#### ЗАДАНИЕ 1
Воспроизведите без изменений строки листинга ниже: всё от самого начала листинга вниз до строки, содержащей «418), (173, 391)]», включительно.

#### ИСХОДНЫЙ ТЕКСТ
══════

У союзников французов

битых немцев целый кузов.

А у братьев англичан

битых немцев целый чан».

А Маяковский о войнах, которые шли когда-то, уже не вспоминал. В конце апреля того же 1926 года он завёл разговор о поэтическом творчестве с финансистами, которые, как ему казалось, облагали поэта слишком большим подоходным налогом. Стихотворение так и было названо – «Разговор с фининспектором о поэзии». В нём были строки, ставшие вскоре крылатыми:

«Поэзия — / та же добыча радия.

В грамм добыча, / в год труды.

Изводишь / единого слова ради

тысячи тонн / словесной руды».

Обращаясь к фининспектору, поэт выделял свою профессию из числа других:

«У вас — / в моё положенье войдите —

про слуг / и имущество / с этого угла.

А что, / если я / народа водитель

и одновременно — / народный слуга

Но при этом Маяковский откровенно признавался в том, как это трудно – быть поэтом в революционную эпоху:

«Всё меньше любится, / всё меньше дерзается,

и лоб мой / время / с разбега крушит.

══════

Записи из набора данных:
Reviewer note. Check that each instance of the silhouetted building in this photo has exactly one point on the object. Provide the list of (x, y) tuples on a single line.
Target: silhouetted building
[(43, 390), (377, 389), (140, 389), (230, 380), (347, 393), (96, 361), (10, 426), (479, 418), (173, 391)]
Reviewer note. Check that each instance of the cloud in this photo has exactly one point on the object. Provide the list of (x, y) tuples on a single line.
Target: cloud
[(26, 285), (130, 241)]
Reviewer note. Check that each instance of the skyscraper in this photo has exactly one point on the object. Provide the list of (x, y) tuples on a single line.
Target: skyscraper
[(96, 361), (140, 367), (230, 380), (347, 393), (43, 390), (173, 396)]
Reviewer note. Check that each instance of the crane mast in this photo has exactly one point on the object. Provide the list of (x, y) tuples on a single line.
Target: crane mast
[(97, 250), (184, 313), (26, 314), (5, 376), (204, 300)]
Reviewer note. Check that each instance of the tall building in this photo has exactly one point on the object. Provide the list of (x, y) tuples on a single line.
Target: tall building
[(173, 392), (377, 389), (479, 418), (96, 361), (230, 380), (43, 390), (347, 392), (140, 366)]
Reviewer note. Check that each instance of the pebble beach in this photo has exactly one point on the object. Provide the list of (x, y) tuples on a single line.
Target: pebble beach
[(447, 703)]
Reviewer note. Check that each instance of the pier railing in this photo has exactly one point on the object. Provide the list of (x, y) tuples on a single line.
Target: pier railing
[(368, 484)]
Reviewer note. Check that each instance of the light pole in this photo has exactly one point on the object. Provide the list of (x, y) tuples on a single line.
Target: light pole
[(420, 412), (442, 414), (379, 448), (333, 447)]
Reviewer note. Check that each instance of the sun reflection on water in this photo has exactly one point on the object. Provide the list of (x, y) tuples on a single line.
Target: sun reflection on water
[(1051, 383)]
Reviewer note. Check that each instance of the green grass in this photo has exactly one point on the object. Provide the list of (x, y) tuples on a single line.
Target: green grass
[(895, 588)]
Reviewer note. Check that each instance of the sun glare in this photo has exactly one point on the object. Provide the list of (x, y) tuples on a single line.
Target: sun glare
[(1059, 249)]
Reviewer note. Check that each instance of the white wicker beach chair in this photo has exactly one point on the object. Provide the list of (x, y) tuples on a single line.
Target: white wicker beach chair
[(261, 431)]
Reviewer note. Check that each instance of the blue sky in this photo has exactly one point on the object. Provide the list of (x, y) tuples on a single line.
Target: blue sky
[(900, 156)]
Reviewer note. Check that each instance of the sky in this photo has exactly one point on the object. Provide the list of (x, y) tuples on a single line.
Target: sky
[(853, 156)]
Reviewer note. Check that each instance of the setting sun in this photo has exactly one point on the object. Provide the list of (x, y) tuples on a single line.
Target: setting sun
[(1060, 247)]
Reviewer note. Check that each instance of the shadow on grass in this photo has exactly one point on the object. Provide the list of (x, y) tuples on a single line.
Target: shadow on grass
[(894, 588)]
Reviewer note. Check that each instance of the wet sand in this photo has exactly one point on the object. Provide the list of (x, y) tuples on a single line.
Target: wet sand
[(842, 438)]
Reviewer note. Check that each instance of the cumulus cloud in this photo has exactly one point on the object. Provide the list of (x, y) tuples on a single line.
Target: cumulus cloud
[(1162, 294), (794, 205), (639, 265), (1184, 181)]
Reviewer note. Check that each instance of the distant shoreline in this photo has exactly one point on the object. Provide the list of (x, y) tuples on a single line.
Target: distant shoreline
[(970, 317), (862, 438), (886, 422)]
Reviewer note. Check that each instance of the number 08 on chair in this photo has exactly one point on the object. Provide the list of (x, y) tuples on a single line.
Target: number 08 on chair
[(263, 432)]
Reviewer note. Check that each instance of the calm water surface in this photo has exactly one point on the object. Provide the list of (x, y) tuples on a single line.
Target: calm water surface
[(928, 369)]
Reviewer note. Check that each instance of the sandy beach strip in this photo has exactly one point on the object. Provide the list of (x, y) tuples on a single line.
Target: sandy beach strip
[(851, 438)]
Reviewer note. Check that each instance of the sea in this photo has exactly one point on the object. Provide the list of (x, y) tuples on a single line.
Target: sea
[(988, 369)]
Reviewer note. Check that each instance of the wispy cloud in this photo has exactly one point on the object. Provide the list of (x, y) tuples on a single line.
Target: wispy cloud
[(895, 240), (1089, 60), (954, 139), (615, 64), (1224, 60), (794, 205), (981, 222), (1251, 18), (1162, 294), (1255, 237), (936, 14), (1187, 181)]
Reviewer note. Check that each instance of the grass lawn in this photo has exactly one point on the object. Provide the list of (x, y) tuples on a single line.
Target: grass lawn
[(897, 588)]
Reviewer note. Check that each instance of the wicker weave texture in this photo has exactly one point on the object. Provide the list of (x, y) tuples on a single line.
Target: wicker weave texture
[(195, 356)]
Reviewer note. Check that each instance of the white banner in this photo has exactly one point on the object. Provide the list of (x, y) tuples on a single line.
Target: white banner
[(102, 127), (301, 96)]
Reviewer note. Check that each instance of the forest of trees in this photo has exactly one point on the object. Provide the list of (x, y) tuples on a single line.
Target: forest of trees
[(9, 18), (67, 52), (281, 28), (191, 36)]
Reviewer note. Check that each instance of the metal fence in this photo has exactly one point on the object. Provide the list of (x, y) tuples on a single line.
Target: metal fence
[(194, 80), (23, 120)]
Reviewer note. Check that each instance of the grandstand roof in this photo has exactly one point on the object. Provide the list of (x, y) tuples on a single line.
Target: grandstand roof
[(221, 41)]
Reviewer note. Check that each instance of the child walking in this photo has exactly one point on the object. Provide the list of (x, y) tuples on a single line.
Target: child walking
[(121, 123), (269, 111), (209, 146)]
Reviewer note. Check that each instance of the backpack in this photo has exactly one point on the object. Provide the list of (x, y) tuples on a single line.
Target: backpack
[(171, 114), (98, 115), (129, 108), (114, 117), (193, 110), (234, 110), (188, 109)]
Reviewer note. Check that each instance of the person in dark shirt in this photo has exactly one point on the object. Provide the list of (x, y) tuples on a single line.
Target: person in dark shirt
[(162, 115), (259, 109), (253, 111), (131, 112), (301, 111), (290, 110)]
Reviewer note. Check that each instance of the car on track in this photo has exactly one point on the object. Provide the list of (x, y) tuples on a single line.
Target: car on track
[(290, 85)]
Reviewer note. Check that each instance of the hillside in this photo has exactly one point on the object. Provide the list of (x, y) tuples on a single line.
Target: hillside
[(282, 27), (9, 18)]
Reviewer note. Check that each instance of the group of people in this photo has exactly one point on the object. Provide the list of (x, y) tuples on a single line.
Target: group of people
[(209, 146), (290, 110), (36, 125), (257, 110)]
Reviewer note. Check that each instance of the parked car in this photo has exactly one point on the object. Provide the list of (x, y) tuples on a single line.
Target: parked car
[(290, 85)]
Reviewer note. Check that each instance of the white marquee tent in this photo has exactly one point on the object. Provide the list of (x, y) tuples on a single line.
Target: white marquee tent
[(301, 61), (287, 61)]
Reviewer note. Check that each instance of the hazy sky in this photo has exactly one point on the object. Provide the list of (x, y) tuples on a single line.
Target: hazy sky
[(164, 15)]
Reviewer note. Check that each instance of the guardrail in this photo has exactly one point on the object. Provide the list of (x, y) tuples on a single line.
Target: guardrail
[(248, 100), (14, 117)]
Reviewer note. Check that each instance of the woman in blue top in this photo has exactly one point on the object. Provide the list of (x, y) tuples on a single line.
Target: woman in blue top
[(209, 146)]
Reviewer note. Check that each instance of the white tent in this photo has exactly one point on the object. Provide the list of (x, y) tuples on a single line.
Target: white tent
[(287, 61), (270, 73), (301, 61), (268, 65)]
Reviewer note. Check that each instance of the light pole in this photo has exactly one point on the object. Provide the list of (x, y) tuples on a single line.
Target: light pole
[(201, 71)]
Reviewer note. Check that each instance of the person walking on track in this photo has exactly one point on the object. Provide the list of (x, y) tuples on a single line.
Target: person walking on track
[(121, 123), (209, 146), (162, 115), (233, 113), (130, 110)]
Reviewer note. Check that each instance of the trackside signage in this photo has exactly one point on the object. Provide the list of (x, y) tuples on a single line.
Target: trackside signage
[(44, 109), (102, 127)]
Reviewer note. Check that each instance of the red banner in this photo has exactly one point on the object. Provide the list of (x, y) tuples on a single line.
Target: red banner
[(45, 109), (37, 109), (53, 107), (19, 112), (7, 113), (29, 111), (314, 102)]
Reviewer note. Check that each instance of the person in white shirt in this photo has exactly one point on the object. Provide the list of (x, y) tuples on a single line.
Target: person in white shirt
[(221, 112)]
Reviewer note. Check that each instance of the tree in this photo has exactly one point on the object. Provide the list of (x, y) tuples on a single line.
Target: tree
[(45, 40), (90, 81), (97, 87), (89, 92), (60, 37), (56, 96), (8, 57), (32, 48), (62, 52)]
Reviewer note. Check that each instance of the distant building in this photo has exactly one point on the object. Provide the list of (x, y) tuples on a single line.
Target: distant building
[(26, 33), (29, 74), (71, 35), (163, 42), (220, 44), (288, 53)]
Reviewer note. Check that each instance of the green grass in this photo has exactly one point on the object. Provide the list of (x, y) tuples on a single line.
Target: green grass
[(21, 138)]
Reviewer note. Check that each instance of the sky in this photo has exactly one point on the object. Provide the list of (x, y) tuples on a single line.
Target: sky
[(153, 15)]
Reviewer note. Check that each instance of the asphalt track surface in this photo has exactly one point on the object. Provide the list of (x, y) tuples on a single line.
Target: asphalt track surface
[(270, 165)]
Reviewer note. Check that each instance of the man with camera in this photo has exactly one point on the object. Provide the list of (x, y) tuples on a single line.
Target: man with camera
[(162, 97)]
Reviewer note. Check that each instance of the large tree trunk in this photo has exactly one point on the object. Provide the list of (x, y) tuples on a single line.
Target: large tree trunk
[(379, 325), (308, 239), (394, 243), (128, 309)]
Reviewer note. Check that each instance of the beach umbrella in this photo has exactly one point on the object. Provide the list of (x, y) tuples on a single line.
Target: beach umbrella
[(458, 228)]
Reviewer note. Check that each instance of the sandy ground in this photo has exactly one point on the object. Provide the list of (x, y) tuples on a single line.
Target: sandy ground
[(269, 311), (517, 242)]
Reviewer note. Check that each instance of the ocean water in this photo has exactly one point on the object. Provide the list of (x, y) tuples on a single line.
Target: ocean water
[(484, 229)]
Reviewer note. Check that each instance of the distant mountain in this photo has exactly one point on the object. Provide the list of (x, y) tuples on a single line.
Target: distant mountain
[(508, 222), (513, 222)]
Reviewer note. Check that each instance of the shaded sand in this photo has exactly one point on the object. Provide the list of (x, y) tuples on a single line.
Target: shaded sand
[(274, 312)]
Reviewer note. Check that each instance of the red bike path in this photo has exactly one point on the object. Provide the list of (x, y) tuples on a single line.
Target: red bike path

══════

#### ЗАДАНИЕ 2
Приведите отрывок текста о Маяковском выше: всё от слов «А у братьев» вниз до слов «же добыча радия.», поменяв «радия» на «золота».

#### ОБРАЗЕЦ РЕШЕНИЯ 1
Reviewer note. Check that each instance of the silhouetted building in this photo has exactly one point on the object. Provide the list of (x, y) tuples on a single line.
Target: silhouetted building
[(43, 390), (377, 389), (140, 389), (230, 380), (347, 393), (96, 361), (10, 426), (479, 418), (173, 391)]

#### ОБРАЗЕЦ РЕШЕНИЯ 2
А у братьев англичан

битых немцев целый чан».

А Маяковский о войнах, которые шли когда-то, уже не вспоминал. В конце апреля того же 1926 года он завёл разговор о поэтическом творчестве с финансистами, которые, как ему казалось, облагали поэта слишком большим подоходным налогом. Стихотворение так и было названо – «Разговор с фининспектором о поэзии». В нём были строки, ставшие вскоре крылатыми:

«Поэзия — / та же добыча золота.